- Text section:
But the truth is that we haven’t had a truly free market in the United States in more than 100 years, if ever. Government can regulate businesses out of existence with taxes or restricting legislation. Conversely, laws can be passed that are favorable to one sector or another, such as the Affordable Care Act, which among other things is a huge boon to the insurance industry.

And in this plutocracy we’ve created, those corporations that have grown more powerful than the government can manipulate the game at every level.

The cities of the Triad routinely give handouts in the form of tax incentives, reduced or free rent, sweetheart loans, prioritized municipal services like water and waste collection, public transportation to facilities, and sometimes just a straight-up payout. One Greensboro developer was even given a well-traveled downtown street to accommodate one of his projects.

Often lost in this government bounty are the small businesses and cultural bit-players who occupy the tiers beneath the outsized egos and powerful interests that dominate any city conversation about economic development.

- Required actions:
1: Recast the paragraph of the free-market text beginning "The cities of the Triad routinely give handouts" as a bulleted list, keeping its main facts.
2: Answer these from the free-market text:
(a) Which law is named as a huge boon to the insurance industry?
(b) What was one Greensboro developer given to accommodate a project?
(c) What does the text call the system "we've created"?
3: Resume the free-market text from its last sentence, in the same voice.
The data after this point come from a separate source.

- Dataset extract:
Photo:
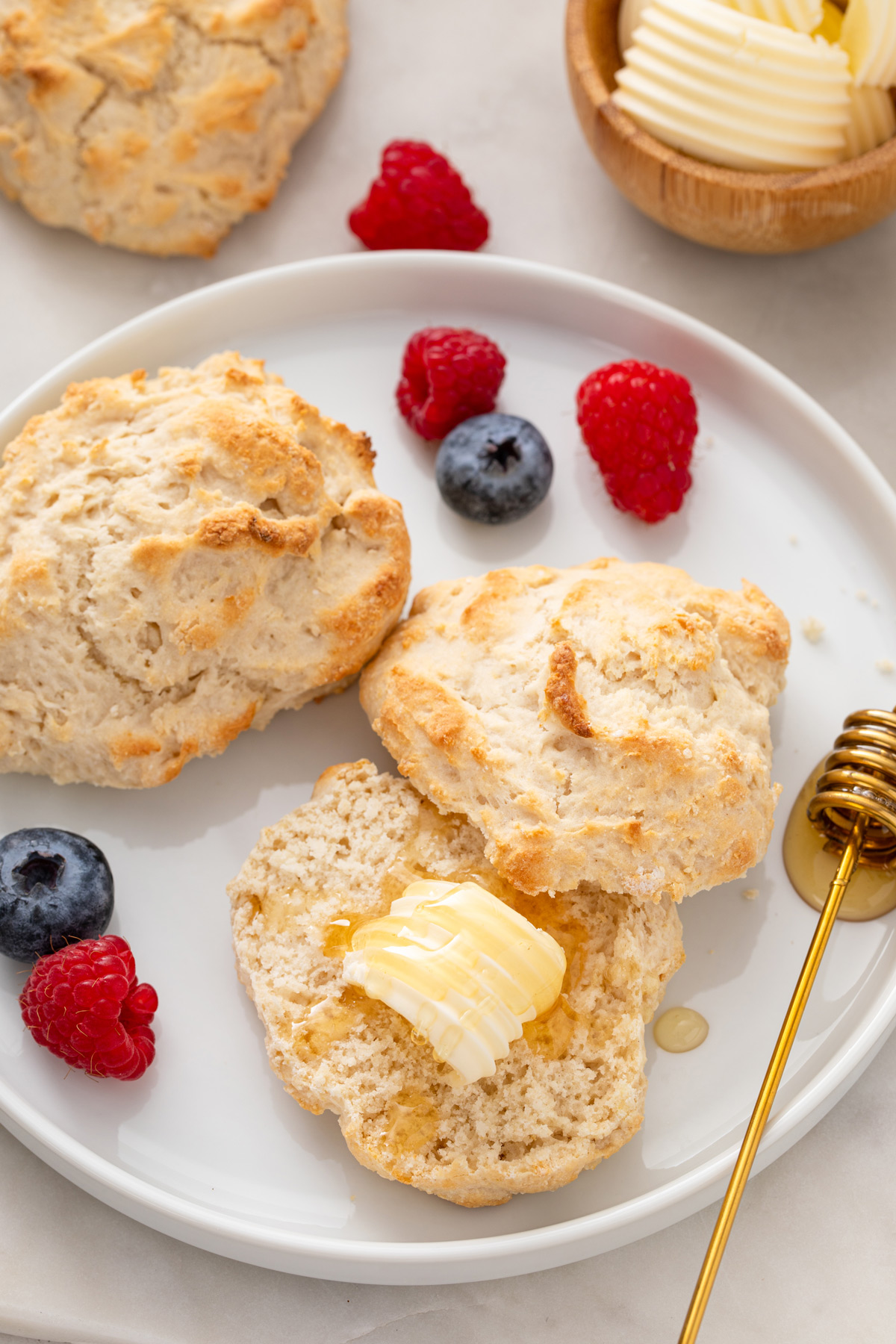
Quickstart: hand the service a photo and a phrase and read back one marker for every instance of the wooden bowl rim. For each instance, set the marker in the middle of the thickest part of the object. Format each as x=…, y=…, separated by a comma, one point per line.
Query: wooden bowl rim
x=581, y=57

- Answers per task:
1:
Triad cities routinely give handouts in the form of:
- tax incentives
- reduced or free rent
- sweetheart loans
- prioritized municipal services such as water and waste collection
- public transportation to facilities
- sometimes a straight-up payout

One Greensboro developer was even given a well-traveled downtown street to accommodate one of his projects.

2:
(a) The Affordable Care Act.
(b) A well-traveled downtown street.
(c) A plutocracy.

3:
Small, grassroots businesses don’t need six- or seven-figure incentives packages. But more than the big guys, they need a leg up.

We’ve been plugging micro-grants and microloans — small but meaningful amounts of money for local businesses and artisans — for this very reason.

So we stand behind Action Greensboro’s new Spark Fund, a micro-grant program looking to hand out up to $5,000 every quarter for “new projects that will improve downtown” beginning next month — you can apply at the Action Greensboro website.

And we applaud Arts Council of Winston-Salem & Forsyth County, which just handed out 10 mini-grants of up to $500 for projects that “infuse the arts into all segments of our community, promote creativity, provide greater access to the arts and bring people together.”

But we don’t think they go quite far enough.

City budgets range from $340 million in High Point to more than $400 million in Greensboro. Surely each city can carve off a small fraction of a percentage, say $100,000, to be earmarked for 10 micro-grants of $10,000 each— a meaningful amount of money to a home brewer or clothing designer — to be awarded to entrepreneurs based in the city.

Even if just one in 10 make it in the long run, our investment in our own people will have paid off.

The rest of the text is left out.